> [Prompt]: Transcribe verbatim every line from the line containing "Objective — one marker on every instance of the man's eyebrow" to the end of the entries, including both endpoints. Output nothing beyond those lines.

> [Material shown]:
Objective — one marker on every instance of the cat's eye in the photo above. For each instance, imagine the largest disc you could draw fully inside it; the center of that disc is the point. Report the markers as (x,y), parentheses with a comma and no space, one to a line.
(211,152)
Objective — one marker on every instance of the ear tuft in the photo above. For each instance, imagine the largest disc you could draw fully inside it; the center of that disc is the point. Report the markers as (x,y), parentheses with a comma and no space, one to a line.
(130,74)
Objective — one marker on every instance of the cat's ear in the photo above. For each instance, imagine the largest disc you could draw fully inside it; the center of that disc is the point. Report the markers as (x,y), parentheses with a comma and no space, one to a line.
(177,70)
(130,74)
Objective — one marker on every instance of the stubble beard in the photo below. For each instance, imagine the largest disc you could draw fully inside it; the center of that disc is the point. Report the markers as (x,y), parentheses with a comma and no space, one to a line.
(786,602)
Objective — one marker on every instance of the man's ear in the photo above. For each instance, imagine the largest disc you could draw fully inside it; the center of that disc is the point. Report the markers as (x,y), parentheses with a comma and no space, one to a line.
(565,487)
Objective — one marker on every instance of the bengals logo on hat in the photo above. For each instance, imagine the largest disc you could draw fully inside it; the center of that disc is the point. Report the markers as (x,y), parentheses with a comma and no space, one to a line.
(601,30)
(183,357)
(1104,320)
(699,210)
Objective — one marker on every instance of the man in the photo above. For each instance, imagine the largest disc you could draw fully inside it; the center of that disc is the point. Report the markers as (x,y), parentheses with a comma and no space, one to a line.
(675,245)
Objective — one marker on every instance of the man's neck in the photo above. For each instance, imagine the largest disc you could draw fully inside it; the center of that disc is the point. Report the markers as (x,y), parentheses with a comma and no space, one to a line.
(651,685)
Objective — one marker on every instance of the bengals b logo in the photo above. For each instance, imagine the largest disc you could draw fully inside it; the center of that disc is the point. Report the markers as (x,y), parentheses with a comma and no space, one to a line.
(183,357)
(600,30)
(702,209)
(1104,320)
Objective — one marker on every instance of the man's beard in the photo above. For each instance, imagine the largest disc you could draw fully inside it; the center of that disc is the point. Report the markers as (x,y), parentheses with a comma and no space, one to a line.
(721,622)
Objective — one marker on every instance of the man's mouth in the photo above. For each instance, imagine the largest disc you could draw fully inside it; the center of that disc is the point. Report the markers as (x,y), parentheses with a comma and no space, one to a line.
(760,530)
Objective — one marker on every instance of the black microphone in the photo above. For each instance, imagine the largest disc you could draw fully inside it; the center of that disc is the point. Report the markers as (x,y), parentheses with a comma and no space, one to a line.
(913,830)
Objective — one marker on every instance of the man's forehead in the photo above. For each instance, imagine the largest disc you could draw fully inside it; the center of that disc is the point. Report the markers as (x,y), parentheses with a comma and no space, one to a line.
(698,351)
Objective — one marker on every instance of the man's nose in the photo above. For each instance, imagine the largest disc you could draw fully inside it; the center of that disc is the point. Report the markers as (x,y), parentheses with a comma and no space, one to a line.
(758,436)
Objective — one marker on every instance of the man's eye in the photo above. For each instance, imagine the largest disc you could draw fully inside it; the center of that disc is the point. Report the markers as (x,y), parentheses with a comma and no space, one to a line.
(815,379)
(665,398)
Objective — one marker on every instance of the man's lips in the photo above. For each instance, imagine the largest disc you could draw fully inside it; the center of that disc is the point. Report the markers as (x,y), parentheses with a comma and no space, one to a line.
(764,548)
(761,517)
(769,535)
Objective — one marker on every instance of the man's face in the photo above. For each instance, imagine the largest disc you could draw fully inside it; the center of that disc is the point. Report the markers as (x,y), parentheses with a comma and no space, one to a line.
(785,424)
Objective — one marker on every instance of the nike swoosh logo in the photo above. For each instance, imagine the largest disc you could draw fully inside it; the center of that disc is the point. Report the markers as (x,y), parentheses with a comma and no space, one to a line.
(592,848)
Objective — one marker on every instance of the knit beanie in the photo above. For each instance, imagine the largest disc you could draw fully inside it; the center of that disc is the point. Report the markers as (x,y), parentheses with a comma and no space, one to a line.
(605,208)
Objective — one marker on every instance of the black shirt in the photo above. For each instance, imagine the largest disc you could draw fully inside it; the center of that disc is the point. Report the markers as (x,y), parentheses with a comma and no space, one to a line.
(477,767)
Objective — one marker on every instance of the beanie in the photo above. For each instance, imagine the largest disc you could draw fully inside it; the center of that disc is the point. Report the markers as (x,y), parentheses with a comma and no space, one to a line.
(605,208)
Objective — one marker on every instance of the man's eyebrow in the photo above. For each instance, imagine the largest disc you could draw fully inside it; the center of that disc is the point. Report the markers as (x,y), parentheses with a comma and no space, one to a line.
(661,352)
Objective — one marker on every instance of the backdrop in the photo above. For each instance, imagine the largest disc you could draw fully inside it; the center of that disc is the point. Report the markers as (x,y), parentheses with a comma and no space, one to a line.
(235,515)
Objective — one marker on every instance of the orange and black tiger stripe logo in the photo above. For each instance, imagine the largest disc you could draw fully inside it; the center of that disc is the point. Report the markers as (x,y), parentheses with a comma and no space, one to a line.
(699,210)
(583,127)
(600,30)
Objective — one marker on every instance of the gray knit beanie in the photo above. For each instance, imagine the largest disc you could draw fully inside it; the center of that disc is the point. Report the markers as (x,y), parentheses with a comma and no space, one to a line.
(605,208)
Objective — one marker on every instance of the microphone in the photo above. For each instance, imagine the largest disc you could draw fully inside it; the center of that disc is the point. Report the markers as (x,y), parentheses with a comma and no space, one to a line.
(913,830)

> [The result]:
Objective — one marker on every instance of the man's eyebrow in the photo above. For each instance, imagine the largest disc you could draw fully inside it; the center of that disc is the point. Report the markers as (x,y), parentheses with a comma and no space, one to a line.
(661,352)
Objective — one marker on every instance of the backdrop in the photo above. For each instance, imagine the largest disc you could draw fully inside it; the center of that disc is the point. Report the markers as (x,y), parentheses with a comma and no space, one to a line.
(235,515)
Objective — one marker on every instance of the orange and black tiger stripe logo in the photo above. For each instance, imagine the largest disc you could draw fully inside it; the center of that disc is the point. Report the markers as (x,y), parentheses with a comma and no space, one to a line.
(699,210)
(583,127)
(600,30)
Objective — one marker on every instance of the gray knit beanie in the photo above. For each instance, imagine the largest disc you could draw fully inside it; the center of that disc is the point. Report the markers as (x,y), parentheses with a comma and no space, one to a line.
(605,208)
Objective — one marker on every instance of the microphone in the photo above. For each instance, imagine the largest disc you could draw fully inside it; the center of that disc is the point. Report the markers as (x,y), parentheses with a comma and no space, one to a line.
(913,830)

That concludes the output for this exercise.